[[ Study text open ]]
Wednesday, March 7, 2007

Warner Springs, California

From the March 7, 2007 San Diego Union-Tribune:
WARNER SPRINGS – The owner of Sunshine Summit General Store on state Route 79 shot and wounded two burglars he interrupted in the store early yesterday, sheriff's officials said.

The owner, whom authorities did not identify, called the Sheriff's Department about 4 a.m. to report the shooting. He said he was being chased by people in a pickup and that he shot at them, said sheriff's Lt. William Donahue.

Lt. Tim Curran said the owner went to the store to check on a burglar alarm that had been triggered. He confronted the burglars and fired a handgun at them. Later, two people with multiple gunshot wounds turned up at Palomar Medical Center in Escondido. Deputies still were interviewing them last night.
From SignOnSanDiego.com of July 15, 2007
Shots in the dark

Even before the night he shot and nearly killed two burglars, Chris Drake was a man who liked to keep a firearm within easy reach.

He and his wife own a general store 20 miles north of Santa Ysabel on state Highway 79, a two-lane road cutting through a landscape of oak trees, vineyards and livestock grazing in fields of golden grass. Cars brake for deer and wild turkeys.

The Sunshine Summit General Store, located in a hamlet of 260 residents, sells everything from lawn tools and hats to cigarettes and hard liquor. A large blow-up of a Coors beer can hangs from the ceiling.

Like many residents of this rural part of northern San Diego County, Drake, 48, owns a gun – several, actually. The nearest sheriff's substation is some 20 miles away. As a business owner, he says, he would feel vulnerable without a pistol tucked into his waistband. The store has been burglarized four times since his wife, Sheri, bought it in 2001.

“I don't think there could be a level of comfort without being armed,” said Drake, who once owned a Long Beach lumberyard and has the leathery complexion of a guy who spends plenty of time in the sun. This particular section of the county, he added, is a bit “like the Wild West.”

Until the pre-dawn of March 6, however, he had never so much as pointed his shotgun or three handguns in the direction of another human being. He had fired his Smith & Wesson .38-caliber revolver a half-dozen times for practice, but only into a mound of dirt. The five-shot, snub-nosed pistol is notoriously difficult to aim.


In early February, exactly 30 days before the events of March 6, thieves smashed through the Sunshine Summit store's glass front door in the middle of the night and stole $11,000 in cigarettes, liquor and cash.

That incident, on top of burglaries in 2006 and 2005, left Drake fuming. He later described a feeling of “absolute ire” at having been “violated.”


The early hours of March 6 were clear and frigid, the kind of morning when a person curls up under a second blanket. The moon was bright and nearly full.

At 4 a.m., Drake woke up to go to the bathroom.

The store alarm went off.

To this day, Drake and his wife are amazed at how quickly they mobilized.

In less than a minute, Drake estimates, they grabbed the car keys and the loaded .38-caliber revolver he keeps by his bed. They ran out the door, got into their black Cadillac Escalade, drove around the back of the store and edged into the front parking lot.

He placed the gun on the driver's seat between his legs.
[[ Study text closed ]]
[[ Listed entries open ]]
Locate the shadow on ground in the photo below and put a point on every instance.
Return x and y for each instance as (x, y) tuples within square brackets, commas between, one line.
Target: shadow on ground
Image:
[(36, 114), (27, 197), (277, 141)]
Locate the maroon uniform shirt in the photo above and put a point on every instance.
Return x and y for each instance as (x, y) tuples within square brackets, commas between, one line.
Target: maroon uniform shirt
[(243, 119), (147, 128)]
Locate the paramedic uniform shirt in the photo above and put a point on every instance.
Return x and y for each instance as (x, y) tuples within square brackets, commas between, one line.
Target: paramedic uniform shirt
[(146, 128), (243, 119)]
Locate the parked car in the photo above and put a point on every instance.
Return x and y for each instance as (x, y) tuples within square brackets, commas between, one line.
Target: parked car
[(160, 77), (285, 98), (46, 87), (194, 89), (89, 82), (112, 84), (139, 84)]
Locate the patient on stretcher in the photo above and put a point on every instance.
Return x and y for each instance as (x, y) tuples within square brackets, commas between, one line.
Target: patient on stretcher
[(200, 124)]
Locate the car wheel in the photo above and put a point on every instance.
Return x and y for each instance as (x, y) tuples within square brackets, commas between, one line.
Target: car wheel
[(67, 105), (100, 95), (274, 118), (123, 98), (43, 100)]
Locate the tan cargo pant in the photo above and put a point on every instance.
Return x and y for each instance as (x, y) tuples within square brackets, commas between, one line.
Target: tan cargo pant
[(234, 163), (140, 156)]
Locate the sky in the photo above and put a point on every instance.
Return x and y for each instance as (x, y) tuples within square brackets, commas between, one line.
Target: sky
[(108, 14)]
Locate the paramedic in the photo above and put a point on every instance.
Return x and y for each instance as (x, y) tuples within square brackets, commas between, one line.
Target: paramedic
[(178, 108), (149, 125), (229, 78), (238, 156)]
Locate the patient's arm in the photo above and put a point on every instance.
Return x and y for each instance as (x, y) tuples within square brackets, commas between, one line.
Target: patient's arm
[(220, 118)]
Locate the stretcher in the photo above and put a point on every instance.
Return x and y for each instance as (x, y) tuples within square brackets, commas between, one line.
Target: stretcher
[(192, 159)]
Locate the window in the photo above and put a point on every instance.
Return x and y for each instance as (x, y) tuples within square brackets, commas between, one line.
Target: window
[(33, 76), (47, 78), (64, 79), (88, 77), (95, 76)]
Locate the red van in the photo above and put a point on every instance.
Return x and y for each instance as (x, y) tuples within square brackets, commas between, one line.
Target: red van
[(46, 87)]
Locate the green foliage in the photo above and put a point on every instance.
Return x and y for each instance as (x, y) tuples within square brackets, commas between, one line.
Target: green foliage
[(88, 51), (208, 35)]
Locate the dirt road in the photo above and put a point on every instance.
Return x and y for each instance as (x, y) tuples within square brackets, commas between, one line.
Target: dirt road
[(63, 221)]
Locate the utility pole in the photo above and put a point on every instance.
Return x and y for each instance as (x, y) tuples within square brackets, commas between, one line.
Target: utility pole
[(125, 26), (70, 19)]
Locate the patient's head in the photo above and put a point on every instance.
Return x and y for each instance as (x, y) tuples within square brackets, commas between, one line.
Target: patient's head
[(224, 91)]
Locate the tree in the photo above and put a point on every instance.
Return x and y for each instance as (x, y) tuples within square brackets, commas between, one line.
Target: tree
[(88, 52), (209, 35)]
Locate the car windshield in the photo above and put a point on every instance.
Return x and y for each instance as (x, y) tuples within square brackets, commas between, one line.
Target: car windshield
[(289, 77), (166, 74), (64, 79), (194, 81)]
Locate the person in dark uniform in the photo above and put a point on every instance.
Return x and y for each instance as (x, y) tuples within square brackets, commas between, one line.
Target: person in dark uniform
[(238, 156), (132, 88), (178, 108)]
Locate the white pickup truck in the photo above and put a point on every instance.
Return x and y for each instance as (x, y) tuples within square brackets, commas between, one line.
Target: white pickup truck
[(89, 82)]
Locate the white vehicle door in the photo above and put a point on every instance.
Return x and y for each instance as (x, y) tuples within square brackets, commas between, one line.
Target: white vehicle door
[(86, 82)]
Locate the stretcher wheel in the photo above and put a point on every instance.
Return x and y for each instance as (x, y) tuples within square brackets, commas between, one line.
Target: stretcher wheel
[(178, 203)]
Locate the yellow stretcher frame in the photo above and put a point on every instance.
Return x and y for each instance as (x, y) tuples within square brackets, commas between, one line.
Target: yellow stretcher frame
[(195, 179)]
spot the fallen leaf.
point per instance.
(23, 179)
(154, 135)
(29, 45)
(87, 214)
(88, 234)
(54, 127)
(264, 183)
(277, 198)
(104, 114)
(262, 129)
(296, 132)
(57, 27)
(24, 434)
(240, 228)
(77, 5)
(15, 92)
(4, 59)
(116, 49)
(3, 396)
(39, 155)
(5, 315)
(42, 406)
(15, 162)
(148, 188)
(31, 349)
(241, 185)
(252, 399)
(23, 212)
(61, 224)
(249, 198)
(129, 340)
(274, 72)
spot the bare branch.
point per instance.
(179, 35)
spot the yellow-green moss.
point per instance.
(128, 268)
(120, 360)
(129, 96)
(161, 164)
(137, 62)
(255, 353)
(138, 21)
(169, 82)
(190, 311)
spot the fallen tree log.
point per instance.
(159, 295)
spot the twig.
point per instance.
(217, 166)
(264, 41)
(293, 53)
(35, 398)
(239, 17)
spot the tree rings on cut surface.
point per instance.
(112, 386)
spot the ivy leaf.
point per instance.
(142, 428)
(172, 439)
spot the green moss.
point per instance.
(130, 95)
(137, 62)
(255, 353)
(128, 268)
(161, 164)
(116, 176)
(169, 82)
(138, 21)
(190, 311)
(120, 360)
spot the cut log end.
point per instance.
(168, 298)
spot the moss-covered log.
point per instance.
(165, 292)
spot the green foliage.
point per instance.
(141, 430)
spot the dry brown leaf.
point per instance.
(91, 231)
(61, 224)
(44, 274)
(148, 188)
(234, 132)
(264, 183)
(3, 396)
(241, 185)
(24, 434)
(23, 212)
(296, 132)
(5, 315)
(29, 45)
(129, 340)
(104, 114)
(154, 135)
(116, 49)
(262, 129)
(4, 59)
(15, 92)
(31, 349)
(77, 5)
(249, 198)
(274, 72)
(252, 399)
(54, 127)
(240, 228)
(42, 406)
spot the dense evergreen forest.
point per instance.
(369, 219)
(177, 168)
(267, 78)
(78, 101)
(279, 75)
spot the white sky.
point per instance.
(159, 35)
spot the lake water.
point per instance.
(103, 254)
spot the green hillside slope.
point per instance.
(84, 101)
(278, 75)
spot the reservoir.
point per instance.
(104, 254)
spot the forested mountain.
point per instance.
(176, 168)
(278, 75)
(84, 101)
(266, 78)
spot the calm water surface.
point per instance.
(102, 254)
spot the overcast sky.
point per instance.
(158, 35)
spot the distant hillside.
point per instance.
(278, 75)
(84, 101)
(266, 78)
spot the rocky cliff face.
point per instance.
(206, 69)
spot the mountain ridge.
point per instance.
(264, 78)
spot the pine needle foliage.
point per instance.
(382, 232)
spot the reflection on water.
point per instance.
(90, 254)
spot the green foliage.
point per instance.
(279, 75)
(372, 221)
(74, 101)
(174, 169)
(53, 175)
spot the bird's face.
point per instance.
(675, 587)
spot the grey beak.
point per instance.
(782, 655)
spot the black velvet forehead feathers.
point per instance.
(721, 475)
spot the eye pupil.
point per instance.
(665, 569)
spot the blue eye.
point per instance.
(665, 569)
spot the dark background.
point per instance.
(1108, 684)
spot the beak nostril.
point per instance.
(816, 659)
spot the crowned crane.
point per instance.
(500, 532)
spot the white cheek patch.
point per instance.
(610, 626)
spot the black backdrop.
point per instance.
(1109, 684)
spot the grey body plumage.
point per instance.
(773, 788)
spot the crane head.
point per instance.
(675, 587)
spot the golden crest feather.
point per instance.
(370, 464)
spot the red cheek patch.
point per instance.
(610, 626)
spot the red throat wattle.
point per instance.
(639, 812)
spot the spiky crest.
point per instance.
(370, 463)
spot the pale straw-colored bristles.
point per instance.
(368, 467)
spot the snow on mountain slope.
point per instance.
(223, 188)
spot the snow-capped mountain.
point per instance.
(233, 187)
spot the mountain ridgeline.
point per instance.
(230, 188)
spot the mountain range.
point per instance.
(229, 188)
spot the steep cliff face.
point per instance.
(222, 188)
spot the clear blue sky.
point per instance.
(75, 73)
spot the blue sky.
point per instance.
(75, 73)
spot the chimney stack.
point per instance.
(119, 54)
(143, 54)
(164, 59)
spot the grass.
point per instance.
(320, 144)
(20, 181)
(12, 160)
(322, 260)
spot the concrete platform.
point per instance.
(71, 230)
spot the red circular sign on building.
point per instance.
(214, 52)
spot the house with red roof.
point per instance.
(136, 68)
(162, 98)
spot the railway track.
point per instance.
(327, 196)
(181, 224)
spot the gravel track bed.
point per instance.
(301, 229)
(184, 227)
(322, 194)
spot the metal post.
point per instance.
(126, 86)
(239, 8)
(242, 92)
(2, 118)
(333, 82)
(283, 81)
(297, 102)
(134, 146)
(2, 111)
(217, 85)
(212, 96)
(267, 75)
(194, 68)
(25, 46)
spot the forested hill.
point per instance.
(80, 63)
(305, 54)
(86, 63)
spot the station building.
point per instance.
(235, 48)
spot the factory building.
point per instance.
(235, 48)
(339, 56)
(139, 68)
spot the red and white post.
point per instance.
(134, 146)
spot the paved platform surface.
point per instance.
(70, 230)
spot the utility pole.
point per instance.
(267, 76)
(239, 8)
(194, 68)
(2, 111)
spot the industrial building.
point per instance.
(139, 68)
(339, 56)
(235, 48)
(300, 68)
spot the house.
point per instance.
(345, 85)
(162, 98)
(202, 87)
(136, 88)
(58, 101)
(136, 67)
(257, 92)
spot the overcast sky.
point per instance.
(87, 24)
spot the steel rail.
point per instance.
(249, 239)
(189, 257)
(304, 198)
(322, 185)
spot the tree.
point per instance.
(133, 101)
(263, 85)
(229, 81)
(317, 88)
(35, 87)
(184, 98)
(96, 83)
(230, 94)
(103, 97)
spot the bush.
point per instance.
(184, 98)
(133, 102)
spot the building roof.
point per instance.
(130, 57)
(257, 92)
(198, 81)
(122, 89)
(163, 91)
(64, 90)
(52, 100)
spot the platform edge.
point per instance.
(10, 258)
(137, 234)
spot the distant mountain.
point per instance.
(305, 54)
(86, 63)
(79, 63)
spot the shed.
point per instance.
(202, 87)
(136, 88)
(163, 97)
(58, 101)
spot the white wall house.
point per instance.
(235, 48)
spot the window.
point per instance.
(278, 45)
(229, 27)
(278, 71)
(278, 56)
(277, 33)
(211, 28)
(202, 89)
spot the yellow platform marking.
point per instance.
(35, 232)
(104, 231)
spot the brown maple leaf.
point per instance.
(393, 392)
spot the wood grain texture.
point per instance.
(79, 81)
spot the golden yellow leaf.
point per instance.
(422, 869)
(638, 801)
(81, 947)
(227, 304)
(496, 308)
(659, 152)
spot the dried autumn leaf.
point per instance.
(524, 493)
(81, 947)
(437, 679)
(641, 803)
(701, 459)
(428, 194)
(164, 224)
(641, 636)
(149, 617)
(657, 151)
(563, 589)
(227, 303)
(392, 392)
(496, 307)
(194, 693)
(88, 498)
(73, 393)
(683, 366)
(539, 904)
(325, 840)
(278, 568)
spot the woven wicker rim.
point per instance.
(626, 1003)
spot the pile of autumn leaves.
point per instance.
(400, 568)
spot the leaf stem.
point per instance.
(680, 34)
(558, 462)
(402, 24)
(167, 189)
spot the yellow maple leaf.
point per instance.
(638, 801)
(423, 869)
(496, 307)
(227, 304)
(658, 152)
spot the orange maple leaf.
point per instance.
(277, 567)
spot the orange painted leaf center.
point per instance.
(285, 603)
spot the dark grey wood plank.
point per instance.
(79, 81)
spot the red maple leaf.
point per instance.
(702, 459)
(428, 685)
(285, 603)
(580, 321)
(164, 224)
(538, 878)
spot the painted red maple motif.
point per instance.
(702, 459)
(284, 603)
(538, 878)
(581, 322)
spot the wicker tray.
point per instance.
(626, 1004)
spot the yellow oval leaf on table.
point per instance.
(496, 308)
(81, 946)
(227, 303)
[[ Listed entries closed ]]
* Actions to take
1. In the Sunshine Summit article, how many times had the store been burglarized since Sheri Drake bought it in 2001?
2. Reproduce the part of the Sunshine Summit article that opens with the words containing "Until the pre-dawn" and closes with "to the bathroom.".

* Answers to the exercise
1. Four times.

2.
Until the pre-dawn of March 6, however, he had never so much as pointed his shotgun or three handguns in the direction of another human being. He had fired his Smith & Wesson .38-caliber revolver a half-dozen times for practice, but only into a mound of dirt. The five-shot, snub-nosed pistol is notoriously difficult to aim.


In early February, exactly 30 days before the events of March 6, thieves smashed through the Sunshine Summit store's glass front door in the middle of the night and stole $11,000 in cigarettes, liquor and cash.

That incident, on top of burglaries in 2006 and 2005, left Drake fuming. He later described a feeling of “absolute ire” at having been “violated.”


The early hours of March 6 were clear and frigid, the kind of morning when a person curls up under a second blanket. The moon was bright and nearly full.

At 4 a.m., Drake woke up to go to the bathroom.